=== DOCUMENT SECTION ===

Anatomy and psychology of a SQLOS spinlock

SQL Server spinlocks are famously elusive little beasties, tending to stay in the shadows except when they come out to bother you in swarms. I’m not going to add to the documentation of where specific spinlock types show up, or how to respond to contention on different types; the interested reader likely already knows where to look. Hint: Chris Adkin is quite the spinlock exterminator of the day.

In preparation for Bob Ward’s PASS Summit session, I figured it would make sense to familiarise myself a bit more with spinlock internals, since I have in the past found it frustrating to try and get a grip on it. Fact is, these are actually simple structures that are easy to understand, and as usual, a few public symbols go a long way. Being undocumented stuff, the usual caveats apply that one should not get too attached to implementation details.

===

**PROBLEMS AND TASKS**.
• a. Set down the passage of the SQLOS spinlock article starting with "SQL Server spinlocks" and going on through "to implementation details.", word for word.
• b. Can you take the piece on SQLOS spinlock internals further, picking up right after its last sentence?

=== RECORD LIST ===

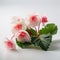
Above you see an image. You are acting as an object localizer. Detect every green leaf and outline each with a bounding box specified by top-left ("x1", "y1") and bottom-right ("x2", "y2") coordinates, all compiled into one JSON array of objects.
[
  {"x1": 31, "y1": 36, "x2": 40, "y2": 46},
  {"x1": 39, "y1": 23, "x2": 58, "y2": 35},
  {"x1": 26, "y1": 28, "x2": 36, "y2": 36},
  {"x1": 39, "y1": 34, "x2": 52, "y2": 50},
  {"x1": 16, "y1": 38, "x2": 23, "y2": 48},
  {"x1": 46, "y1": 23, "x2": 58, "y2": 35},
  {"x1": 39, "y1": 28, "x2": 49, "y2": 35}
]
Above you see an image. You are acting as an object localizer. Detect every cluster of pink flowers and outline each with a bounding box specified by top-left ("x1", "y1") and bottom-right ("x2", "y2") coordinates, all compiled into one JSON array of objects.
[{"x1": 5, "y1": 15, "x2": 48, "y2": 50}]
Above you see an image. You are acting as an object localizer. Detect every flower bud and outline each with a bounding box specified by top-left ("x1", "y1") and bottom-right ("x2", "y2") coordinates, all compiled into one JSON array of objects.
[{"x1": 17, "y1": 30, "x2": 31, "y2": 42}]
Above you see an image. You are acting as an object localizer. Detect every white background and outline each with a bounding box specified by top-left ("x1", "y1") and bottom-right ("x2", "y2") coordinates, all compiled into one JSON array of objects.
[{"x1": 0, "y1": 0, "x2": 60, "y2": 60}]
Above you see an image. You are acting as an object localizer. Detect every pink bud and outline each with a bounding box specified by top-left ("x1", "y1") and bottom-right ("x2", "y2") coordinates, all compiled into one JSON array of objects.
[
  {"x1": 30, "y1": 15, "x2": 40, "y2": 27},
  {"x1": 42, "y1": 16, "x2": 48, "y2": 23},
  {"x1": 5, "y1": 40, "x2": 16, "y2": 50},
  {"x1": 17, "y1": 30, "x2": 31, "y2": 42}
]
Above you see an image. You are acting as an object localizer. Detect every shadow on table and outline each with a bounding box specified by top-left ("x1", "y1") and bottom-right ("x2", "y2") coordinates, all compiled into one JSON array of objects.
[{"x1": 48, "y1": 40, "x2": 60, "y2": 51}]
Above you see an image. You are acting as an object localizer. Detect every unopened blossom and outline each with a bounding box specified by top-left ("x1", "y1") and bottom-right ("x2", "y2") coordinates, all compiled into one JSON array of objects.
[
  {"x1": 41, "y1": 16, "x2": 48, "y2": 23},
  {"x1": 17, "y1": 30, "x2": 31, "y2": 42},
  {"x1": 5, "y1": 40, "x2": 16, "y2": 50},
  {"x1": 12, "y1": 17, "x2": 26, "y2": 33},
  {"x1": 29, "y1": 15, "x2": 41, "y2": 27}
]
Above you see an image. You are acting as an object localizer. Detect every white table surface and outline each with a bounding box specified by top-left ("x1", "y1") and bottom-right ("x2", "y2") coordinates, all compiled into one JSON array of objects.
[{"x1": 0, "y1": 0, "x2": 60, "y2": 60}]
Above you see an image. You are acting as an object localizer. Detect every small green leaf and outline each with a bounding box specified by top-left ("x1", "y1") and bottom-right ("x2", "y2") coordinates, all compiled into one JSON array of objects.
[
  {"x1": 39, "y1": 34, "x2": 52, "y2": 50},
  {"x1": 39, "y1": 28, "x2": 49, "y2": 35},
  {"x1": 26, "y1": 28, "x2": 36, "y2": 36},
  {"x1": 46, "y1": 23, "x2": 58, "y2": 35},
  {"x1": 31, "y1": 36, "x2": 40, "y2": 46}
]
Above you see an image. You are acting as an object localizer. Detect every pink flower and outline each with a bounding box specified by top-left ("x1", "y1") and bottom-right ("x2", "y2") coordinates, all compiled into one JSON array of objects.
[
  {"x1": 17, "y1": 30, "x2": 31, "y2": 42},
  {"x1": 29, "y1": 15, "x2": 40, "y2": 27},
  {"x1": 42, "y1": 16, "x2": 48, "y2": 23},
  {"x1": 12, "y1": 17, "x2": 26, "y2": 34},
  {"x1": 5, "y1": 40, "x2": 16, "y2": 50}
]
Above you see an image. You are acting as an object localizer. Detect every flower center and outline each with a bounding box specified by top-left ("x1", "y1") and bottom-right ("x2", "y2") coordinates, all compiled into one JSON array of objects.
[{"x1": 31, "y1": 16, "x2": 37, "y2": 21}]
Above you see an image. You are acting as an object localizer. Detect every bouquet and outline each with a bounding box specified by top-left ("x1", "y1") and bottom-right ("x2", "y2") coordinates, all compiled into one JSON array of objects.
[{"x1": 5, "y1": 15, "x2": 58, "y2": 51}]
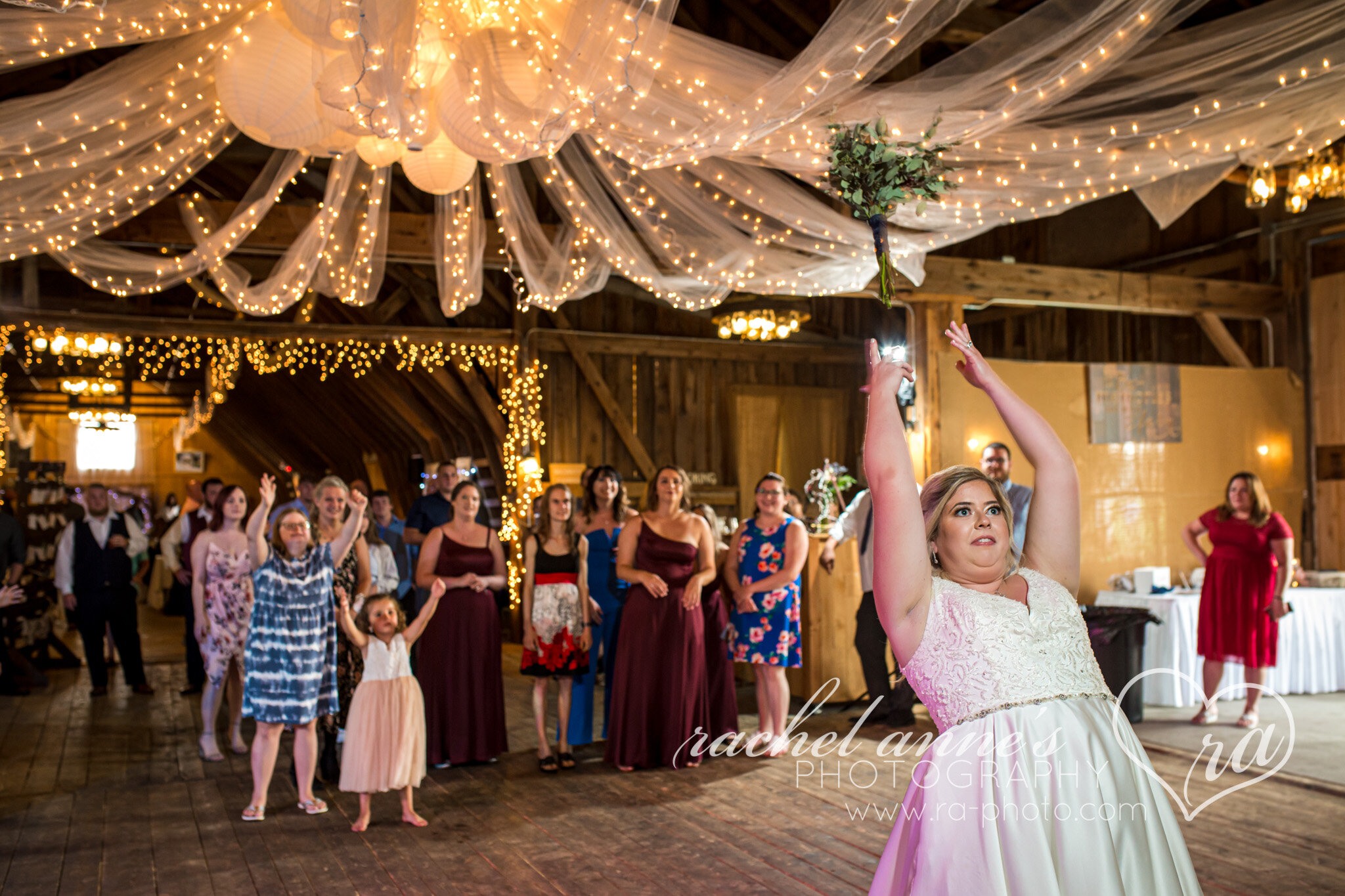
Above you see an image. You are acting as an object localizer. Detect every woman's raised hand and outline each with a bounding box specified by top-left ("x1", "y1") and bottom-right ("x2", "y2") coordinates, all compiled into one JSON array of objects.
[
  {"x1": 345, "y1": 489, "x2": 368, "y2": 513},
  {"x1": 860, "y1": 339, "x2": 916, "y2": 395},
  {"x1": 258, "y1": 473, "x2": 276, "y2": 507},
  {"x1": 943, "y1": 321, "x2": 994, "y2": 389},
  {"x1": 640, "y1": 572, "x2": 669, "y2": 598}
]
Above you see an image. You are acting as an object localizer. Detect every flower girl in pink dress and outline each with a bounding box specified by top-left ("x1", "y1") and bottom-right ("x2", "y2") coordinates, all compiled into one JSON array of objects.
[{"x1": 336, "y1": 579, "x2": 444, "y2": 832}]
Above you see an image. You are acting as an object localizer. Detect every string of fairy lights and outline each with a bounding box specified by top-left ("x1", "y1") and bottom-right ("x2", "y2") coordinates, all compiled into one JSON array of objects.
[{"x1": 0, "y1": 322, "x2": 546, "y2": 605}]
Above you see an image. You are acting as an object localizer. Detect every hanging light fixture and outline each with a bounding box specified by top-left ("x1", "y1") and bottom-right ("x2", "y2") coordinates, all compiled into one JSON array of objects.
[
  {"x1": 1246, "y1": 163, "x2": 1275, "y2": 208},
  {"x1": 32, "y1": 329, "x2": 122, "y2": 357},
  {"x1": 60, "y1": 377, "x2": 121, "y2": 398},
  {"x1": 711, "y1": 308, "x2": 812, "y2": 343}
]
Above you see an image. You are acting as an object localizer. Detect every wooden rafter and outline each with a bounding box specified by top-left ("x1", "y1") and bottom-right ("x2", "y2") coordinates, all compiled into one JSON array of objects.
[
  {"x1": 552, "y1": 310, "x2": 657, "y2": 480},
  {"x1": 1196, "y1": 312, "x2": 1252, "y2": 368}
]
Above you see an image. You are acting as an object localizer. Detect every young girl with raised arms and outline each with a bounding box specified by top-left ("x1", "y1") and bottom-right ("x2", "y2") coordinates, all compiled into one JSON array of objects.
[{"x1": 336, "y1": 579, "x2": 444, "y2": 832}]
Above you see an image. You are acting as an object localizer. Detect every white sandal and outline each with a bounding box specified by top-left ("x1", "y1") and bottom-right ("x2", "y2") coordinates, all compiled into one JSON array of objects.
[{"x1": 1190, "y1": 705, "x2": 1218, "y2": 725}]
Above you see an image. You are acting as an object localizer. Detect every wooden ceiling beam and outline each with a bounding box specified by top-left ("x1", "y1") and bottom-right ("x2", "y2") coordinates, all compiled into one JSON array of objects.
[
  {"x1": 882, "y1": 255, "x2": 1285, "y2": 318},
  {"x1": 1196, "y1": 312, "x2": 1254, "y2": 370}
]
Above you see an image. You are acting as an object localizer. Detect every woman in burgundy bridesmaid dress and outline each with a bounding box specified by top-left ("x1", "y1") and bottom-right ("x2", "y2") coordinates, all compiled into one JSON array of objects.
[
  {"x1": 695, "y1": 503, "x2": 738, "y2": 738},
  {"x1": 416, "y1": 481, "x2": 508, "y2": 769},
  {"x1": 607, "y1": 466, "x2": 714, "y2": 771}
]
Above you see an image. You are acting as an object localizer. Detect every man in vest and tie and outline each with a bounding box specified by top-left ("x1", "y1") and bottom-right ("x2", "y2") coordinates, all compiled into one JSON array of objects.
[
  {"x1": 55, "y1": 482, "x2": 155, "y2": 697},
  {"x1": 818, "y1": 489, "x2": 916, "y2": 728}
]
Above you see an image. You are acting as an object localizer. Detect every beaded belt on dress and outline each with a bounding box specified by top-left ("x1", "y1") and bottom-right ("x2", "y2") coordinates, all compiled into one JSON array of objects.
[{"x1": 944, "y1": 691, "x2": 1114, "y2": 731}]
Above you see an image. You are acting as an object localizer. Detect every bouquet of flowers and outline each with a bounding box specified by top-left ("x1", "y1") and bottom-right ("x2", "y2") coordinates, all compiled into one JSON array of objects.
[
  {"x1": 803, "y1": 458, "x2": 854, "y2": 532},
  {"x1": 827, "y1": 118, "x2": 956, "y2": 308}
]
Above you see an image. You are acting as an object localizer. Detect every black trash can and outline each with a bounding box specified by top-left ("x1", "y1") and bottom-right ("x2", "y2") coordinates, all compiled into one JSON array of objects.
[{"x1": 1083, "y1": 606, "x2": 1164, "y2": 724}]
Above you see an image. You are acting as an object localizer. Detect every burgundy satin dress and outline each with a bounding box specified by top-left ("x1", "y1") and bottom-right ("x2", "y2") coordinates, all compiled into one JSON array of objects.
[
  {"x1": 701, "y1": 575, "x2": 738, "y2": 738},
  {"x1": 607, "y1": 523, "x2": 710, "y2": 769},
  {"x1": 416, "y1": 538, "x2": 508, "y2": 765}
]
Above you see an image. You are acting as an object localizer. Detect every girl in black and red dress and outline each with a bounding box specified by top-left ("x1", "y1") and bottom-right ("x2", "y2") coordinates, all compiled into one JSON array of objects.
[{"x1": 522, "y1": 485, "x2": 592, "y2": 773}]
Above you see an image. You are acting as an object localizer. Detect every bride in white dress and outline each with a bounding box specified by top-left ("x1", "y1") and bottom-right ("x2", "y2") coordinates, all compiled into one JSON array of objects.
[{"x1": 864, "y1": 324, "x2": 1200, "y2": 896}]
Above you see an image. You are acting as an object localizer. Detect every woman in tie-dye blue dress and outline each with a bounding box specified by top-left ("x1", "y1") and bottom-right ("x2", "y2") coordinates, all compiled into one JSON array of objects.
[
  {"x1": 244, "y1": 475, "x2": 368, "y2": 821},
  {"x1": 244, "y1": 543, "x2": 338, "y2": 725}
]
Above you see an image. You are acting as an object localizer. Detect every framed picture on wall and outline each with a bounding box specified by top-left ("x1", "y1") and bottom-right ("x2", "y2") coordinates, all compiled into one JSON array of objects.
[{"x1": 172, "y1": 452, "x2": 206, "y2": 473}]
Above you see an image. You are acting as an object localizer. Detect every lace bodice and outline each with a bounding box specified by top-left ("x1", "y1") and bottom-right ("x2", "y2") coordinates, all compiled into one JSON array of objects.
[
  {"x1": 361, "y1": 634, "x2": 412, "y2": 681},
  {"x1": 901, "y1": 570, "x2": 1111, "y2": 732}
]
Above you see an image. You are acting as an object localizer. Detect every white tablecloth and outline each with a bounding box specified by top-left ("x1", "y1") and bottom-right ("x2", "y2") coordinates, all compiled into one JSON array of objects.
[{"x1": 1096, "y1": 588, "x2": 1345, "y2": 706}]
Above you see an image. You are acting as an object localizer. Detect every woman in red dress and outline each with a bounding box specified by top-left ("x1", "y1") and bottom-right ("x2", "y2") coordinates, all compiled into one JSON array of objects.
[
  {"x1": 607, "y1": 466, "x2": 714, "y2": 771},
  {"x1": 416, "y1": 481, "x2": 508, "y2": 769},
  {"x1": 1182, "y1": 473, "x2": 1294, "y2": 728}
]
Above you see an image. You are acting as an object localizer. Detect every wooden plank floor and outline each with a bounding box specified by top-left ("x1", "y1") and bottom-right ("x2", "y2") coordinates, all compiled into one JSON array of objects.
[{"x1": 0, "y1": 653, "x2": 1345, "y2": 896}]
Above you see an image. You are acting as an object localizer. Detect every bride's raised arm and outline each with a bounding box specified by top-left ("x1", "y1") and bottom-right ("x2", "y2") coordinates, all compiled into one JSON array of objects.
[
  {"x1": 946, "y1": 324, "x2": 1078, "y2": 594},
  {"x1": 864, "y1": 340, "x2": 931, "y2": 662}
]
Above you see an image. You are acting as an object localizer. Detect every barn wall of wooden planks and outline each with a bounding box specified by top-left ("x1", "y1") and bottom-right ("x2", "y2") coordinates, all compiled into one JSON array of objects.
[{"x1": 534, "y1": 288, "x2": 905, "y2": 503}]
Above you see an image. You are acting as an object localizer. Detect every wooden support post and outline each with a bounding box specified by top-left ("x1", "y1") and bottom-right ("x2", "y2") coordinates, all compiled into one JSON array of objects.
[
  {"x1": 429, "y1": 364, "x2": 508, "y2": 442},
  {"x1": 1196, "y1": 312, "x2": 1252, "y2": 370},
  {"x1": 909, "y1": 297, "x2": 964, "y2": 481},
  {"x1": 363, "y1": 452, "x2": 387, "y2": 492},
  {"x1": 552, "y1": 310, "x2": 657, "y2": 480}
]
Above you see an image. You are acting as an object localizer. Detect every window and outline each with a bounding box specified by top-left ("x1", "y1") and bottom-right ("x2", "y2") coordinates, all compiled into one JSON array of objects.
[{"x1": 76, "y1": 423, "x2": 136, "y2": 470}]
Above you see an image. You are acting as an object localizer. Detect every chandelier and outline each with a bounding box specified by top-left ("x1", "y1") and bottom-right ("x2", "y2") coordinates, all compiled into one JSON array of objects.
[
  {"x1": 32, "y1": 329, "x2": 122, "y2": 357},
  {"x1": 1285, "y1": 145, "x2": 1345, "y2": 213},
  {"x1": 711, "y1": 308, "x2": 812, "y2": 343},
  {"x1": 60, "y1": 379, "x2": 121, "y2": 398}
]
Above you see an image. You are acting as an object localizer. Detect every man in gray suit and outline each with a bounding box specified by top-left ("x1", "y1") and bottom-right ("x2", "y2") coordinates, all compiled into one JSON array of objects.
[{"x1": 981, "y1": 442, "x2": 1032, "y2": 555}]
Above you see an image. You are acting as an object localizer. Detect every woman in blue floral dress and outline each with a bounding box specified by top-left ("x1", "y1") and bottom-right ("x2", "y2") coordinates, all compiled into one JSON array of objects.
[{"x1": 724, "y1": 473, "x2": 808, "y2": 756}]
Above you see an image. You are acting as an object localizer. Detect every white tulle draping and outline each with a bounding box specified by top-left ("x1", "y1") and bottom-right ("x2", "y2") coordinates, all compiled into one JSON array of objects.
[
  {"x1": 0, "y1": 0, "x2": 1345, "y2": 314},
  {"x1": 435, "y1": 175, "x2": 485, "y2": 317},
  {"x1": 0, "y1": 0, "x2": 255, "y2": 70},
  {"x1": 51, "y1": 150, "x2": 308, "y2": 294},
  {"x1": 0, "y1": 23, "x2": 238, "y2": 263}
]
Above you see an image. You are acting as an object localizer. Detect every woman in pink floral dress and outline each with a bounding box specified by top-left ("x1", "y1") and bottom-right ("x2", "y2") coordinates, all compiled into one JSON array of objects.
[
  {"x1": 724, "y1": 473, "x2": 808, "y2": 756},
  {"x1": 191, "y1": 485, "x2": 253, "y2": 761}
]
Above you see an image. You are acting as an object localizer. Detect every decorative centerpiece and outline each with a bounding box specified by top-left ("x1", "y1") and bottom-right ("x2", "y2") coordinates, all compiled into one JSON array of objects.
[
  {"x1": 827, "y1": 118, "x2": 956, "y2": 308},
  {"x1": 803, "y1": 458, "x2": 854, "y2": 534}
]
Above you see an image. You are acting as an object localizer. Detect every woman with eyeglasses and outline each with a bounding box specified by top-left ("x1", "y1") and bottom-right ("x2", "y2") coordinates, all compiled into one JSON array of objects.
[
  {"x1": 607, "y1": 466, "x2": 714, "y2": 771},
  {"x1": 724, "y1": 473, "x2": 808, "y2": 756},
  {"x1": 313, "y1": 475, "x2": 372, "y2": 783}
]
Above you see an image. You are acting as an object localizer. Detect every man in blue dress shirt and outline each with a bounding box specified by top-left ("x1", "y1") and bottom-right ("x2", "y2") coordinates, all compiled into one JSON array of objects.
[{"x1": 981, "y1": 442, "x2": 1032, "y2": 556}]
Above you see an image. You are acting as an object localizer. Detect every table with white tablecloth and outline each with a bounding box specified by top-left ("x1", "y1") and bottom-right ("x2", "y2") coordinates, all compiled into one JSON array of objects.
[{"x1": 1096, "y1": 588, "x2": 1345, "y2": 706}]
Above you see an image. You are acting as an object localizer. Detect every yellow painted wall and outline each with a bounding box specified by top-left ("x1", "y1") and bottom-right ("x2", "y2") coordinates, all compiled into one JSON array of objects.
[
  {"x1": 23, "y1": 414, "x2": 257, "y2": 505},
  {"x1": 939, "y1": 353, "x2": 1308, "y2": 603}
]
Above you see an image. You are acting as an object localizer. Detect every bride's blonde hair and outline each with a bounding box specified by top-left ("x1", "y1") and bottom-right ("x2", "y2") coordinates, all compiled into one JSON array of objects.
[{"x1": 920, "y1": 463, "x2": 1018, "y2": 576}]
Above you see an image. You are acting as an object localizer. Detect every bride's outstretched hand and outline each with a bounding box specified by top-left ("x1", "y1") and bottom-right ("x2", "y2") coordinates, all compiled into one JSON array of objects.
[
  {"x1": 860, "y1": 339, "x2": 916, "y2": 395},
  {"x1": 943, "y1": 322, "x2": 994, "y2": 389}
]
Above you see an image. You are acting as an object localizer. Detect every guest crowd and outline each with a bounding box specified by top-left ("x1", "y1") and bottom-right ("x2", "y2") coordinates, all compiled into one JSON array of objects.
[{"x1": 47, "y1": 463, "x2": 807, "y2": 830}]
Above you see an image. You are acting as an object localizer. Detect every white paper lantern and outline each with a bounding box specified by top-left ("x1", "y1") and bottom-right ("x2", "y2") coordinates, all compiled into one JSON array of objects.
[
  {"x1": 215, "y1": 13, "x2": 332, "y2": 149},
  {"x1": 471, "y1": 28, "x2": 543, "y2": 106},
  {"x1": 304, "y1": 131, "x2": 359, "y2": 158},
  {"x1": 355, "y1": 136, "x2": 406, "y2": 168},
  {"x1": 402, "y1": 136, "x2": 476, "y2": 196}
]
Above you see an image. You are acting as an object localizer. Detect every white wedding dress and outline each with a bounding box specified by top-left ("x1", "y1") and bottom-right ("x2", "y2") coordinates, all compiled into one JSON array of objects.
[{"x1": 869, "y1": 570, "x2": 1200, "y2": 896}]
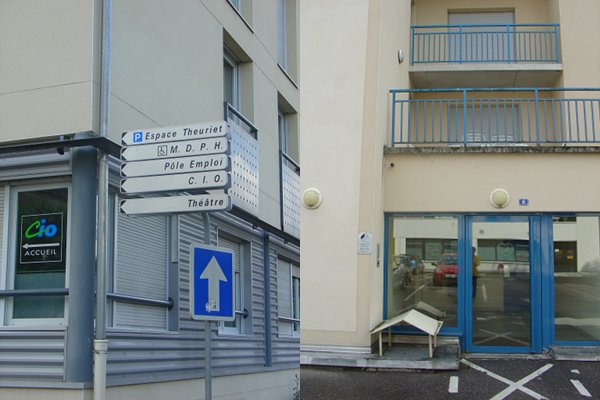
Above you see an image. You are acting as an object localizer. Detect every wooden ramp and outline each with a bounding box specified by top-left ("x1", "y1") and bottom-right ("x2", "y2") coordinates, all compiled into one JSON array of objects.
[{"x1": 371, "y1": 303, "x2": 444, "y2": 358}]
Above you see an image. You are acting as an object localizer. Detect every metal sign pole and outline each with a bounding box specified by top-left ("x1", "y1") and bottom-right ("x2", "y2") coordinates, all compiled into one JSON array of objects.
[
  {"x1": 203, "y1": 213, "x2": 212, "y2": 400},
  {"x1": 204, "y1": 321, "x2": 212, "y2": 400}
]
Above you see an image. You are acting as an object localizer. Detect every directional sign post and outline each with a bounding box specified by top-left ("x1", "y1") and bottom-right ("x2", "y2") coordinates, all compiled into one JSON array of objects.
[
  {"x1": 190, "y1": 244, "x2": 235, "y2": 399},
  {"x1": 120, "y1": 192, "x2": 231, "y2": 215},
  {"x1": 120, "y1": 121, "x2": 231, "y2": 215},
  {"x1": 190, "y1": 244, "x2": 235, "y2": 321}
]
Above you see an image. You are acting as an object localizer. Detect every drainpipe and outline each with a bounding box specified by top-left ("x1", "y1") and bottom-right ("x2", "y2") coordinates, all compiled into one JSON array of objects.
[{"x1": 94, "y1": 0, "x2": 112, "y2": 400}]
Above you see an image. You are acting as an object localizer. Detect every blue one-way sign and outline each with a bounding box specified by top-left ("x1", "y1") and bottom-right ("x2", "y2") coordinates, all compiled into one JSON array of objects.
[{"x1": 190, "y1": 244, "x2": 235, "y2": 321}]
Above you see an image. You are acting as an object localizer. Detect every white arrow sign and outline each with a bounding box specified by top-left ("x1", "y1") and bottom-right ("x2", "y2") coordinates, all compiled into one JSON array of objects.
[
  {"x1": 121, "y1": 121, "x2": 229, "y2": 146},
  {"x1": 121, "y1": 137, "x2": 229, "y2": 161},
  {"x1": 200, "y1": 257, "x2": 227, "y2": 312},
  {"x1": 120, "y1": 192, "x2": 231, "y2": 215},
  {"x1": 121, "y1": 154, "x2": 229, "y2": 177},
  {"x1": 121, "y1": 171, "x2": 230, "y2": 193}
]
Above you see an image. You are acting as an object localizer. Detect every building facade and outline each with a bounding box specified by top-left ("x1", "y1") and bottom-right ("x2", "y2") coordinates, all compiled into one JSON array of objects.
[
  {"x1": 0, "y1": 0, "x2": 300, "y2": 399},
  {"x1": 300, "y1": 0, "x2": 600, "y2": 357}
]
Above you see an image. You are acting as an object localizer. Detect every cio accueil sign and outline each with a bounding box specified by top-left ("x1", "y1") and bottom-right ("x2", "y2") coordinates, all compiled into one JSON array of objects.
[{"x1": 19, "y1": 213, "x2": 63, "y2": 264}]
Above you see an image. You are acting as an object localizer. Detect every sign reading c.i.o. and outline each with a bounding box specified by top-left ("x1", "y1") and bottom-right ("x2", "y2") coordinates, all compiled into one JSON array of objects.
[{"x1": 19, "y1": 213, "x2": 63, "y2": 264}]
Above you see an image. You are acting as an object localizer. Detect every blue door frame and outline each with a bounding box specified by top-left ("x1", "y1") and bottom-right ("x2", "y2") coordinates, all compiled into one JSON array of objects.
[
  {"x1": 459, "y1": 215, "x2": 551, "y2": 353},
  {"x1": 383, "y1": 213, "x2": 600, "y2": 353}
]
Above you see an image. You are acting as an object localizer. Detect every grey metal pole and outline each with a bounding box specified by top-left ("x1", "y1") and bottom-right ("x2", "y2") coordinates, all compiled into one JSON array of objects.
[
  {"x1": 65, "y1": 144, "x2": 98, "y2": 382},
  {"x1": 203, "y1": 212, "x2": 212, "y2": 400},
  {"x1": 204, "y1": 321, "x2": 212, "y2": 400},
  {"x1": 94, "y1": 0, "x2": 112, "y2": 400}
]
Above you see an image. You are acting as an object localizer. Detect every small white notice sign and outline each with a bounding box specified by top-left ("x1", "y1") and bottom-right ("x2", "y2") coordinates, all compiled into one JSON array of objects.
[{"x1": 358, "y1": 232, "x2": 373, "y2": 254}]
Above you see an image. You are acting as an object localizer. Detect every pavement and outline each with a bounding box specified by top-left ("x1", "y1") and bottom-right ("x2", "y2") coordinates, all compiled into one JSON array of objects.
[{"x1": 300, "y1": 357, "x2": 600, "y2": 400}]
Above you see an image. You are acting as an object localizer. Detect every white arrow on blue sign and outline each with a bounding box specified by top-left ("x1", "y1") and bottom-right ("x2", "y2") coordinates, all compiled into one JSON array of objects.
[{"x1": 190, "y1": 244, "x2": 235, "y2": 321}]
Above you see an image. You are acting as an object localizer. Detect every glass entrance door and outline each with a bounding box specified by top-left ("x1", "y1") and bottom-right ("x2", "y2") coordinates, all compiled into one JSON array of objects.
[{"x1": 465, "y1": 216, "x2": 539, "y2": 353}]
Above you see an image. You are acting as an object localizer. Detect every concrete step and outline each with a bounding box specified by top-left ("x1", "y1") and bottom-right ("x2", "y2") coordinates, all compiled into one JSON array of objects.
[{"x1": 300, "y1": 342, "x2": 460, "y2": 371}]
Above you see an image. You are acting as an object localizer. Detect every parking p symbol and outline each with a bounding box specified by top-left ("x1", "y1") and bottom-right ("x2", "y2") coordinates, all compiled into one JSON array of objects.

===

**PER-TASK ANSWERS**.
• a.
SQL Server spinlocks are famously elusive little beasties, tending to stay in the shadows except when they come out to bother you in swarms. I’m not going to add to the documentation of where specific spinlock types show up, or how to respond to contention on different types; the interested reader likely already knows where to look. Hint: Chris Adkin is quite the spinlock exterminator of the day.

In preparation for Bob Ward’s PASS Summit session, I figured it would make sense to familiarise myself a bit more with spinlock internals, since I have in the past found it frustrating to try and get a grip on it. Fact is, these are actually simple structures that are easy to understand, and as usual, a few public symbols go a long way. Being undocumented stuff, the usual caveats apply that one should not get too attached to implementation details.

• b.
Spinlock structure

It doesn’t get any simpler. A SQLOS spinlock is just a four-byte integer, embedded as a member variable in various classes, with two states:

  • Not acquired – the value is zero
  • Acquired – the value is the Windows thread ID of the owner

If it isn’t currently owned, anybody can claim ownership by overwriting that zero with their thread ID. Once that critical bit of code is done with it, ownership is relinquished by setting it back to zero.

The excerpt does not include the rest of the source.